» Instructions for the task: In the data below, give the number of lines that contain the word "road". Nothing else is needed.

» Records supplied:
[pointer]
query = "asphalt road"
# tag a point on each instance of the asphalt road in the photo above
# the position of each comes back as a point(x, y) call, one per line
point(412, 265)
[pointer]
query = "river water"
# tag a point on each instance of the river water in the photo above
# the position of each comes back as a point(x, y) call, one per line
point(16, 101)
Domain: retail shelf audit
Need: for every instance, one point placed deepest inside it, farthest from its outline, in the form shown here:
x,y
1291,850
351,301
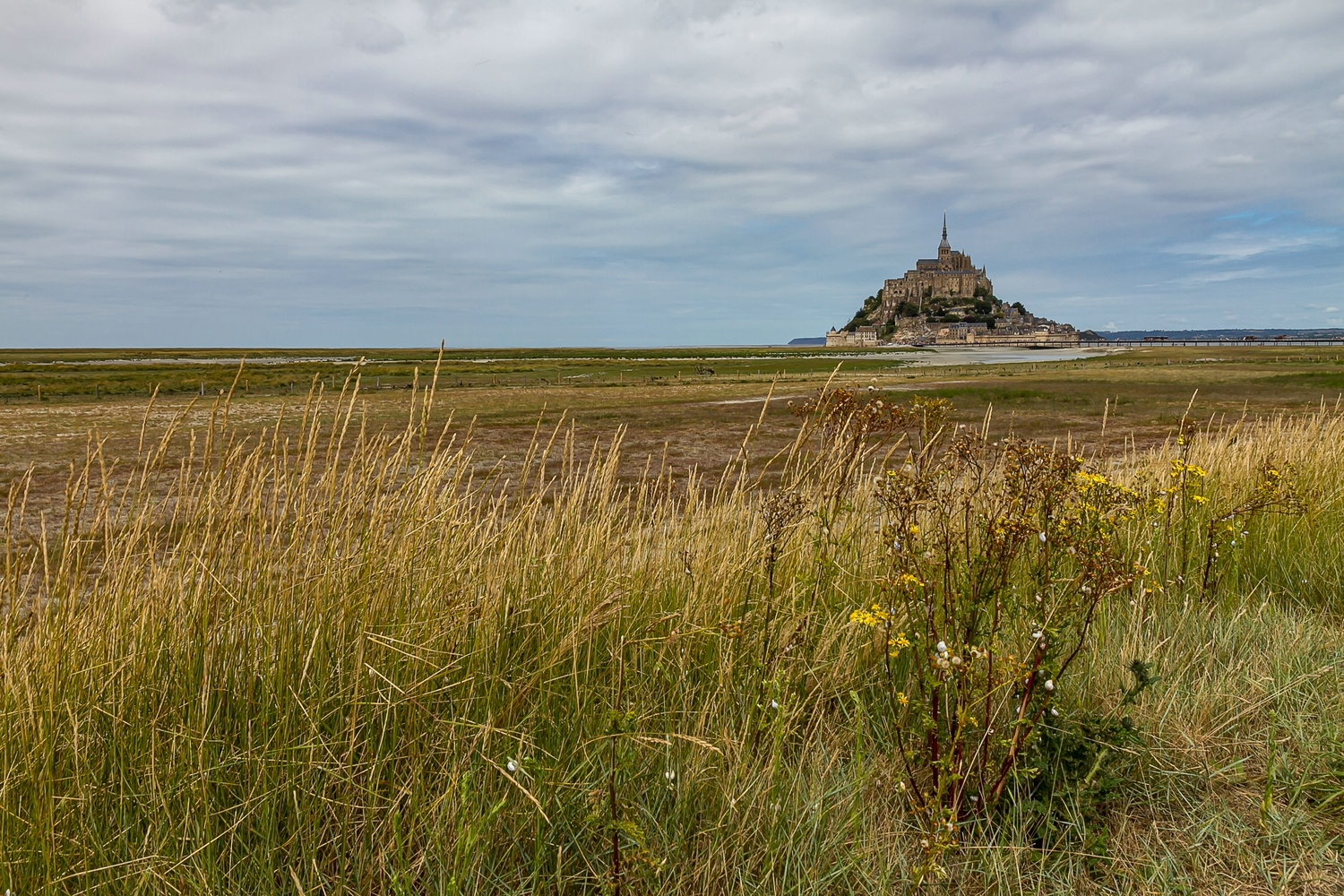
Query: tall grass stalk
x,y
341,661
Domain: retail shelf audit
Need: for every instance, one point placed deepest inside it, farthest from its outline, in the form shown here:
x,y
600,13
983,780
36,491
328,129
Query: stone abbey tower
x,y
951,277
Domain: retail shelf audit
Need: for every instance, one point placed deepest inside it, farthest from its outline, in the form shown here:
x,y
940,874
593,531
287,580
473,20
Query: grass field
x,y
300,642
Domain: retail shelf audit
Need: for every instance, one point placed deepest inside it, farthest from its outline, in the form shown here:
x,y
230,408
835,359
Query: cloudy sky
x,y
639,172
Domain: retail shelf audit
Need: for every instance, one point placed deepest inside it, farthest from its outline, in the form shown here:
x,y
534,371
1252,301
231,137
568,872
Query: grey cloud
x,y
602,171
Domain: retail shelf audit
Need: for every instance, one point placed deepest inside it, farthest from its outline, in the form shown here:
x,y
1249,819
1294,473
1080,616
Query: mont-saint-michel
x,y
945,300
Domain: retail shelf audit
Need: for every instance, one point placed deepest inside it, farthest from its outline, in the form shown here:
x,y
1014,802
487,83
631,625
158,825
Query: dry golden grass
x,y
317,657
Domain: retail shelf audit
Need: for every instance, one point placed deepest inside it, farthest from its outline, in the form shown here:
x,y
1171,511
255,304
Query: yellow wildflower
x,y
863,616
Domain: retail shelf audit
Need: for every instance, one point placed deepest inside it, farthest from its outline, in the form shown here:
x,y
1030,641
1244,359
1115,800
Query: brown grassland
x,y
596,621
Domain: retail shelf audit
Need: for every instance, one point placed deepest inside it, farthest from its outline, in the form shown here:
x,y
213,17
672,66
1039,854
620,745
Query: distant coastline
x,y
1175,335
1231,335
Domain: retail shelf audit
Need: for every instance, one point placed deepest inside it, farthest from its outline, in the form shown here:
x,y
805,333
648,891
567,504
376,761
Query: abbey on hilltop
x,y
943,300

» Exercise output: 2